EXERCISE:
Below are records; quote them exactly from the first line through the line that contains "The component shall return one point per instance of the white".

SUPPLIED DATA:

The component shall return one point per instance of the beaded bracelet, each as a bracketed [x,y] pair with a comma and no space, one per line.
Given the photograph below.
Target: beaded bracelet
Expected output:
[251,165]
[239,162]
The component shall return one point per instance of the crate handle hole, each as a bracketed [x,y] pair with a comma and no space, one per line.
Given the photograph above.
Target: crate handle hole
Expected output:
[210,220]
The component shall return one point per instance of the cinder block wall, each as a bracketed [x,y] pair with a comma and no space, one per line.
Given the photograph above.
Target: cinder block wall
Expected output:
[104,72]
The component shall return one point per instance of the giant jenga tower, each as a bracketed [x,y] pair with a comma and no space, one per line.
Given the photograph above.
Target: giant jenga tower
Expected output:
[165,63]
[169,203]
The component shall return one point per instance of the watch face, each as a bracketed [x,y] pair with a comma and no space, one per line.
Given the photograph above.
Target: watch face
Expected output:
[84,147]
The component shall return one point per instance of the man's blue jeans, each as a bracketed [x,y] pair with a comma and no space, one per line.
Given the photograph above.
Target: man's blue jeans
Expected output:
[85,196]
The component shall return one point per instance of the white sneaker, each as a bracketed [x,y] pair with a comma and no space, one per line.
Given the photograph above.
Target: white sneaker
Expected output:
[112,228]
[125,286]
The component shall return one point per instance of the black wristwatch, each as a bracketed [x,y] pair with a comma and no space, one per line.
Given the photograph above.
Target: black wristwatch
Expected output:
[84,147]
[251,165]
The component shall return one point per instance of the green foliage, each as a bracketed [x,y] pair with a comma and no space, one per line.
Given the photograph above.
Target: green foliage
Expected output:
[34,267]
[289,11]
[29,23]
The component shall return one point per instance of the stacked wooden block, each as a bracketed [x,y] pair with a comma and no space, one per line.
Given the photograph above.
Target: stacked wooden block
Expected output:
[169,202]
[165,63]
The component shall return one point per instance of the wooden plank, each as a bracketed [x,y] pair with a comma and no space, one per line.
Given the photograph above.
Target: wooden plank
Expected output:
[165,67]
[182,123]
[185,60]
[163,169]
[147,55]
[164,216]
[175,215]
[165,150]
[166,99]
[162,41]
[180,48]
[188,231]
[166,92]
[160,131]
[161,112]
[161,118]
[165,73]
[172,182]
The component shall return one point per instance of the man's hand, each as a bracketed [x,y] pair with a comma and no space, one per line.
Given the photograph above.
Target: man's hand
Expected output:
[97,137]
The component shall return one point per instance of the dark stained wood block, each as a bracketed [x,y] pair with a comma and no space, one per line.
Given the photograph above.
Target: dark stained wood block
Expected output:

OUTPUT BELOW:
The component shall return one point per instance of the beaded bracelet, each as a bracketed [x,y] pair with a comma and no space, one per line.
Given the photograph below.
Target: beaded bracelet
Expected output:
[251,165]
[239,162]
The component shall return one point per instance of the crate handle hole, each as a bracketed [x,y] pair with a comma and no space, one per line.
Given the photograph above.
Target: crate handle hole
Expected output:
[210,220]
The component shall return one point per instance of the cinder block wall, each as a bracketed [x,y] pair with a comma and no space, one per line.
Given the photograph above.
Target: cinder block wall
Expected output:
[104,72]
The component shall return one point per instance of the giant jenga tower, each as a bracketed [x,y] pair with a comma and no space, one per line.
Given the photograph above.
Target: giant jenga tower
Expected output:
[165,63]
[169,203]
The component shall return one point per instance of the watch face, each as a bracketed [x,y] pair with a comma and no space, one per line.
Given the photograph above.
Target: watch face
Expected output:
[84,147]
The component shall return one point per instance of the man's blue jeans, each as a bracketed [x,y] pair with a comma and no space, one per line.
Given the photograph above.
Target: man's blue jeans
Expected output:
[85,196]
The component shall return one point per instance of the white sneaker, each as a bracketed [x,y] pair with a comma and no space, one per line.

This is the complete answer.